(Beginning of Input)

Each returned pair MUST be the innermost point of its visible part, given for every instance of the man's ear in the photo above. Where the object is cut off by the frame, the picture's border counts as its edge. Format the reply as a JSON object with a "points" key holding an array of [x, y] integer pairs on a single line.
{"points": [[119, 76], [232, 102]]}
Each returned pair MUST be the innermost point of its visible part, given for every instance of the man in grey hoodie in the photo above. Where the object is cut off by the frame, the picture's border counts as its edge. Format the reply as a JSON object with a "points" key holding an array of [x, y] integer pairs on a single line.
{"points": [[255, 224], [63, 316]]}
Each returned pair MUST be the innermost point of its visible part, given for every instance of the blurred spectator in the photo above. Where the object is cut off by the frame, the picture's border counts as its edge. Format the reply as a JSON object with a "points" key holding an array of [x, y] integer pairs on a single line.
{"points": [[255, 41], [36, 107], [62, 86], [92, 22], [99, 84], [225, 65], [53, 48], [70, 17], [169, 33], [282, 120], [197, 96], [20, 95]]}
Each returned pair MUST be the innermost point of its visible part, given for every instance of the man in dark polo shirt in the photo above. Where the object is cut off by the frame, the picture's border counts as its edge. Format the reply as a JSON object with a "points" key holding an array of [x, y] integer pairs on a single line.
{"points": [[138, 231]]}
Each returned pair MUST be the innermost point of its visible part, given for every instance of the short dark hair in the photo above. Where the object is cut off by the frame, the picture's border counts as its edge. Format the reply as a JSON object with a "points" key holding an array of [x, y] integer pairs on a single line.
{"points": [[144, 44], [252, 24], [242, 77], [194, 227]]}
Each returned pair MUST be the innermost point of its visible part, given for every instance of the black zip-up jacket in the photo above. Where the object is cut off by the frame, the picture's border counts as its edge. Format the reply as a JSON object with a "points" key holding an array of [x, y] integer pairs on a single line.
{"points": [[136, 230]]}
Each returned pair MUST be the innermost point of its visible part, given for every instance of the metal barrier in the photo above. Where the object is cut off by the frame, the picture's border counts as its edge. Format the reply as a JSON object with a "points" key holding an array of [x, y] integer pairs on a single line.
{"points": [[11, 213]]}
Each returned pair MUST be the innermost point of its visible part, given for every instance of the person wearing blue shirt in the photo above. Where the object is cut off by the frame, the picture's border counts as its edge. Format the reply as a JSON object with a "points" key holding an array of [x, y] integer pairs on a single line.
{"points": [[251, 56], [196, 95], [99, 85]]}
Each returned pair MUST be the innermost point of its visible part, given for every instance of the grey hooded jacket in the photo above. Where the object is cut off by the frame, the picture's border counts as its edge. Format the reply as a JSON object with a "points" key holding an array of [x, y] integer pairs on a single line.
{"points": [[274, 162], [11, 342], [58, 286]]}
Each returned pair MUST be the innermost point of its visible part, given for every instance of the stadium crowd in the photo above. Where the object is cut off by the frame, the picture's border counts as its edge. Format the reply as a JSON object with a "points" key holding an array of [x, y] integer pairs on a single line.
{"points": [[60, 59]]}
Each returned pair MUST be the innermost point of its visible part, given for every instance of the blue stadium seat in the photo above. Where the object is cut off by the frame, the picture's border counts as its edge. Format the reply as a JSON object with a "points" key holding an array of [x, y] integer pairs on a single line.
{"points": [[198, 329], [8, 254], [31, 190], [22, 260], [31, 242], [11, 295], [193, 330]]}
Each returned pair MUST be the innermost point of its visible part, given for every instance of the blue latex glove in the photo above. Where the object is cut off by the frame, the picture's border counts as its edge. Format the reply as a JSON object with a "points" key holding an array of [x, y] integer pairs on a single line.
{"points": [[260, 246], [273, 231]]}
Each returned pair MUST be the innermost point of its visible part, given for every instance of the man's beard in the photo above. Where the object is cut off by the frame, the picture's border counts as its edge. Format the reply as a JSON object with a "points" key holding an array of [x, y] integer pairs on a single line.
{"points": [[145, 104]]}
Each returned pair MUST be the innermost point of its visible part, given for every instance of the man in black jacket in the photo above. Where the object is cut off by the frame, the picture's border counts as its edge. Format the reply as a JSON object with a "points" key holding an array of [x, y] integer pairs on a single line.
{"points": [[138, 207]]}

(End of Input)

• _Task prompt_
The lines from the one holding "man in black" to the last line of the entries, both included: retype them exactly and give nothing else.

• _Response to this exercise_
Each returned pair MUST be the innermost point of its visible part, given for every instance of the man in black jacket in the photo above. Where the object is cut off by the frame, the picture's border counts as its edge. Format the reply as a JSON object with a "points" key holding an array of [x, y] integer pairs on a single line.
{"points": [[138, 207]]}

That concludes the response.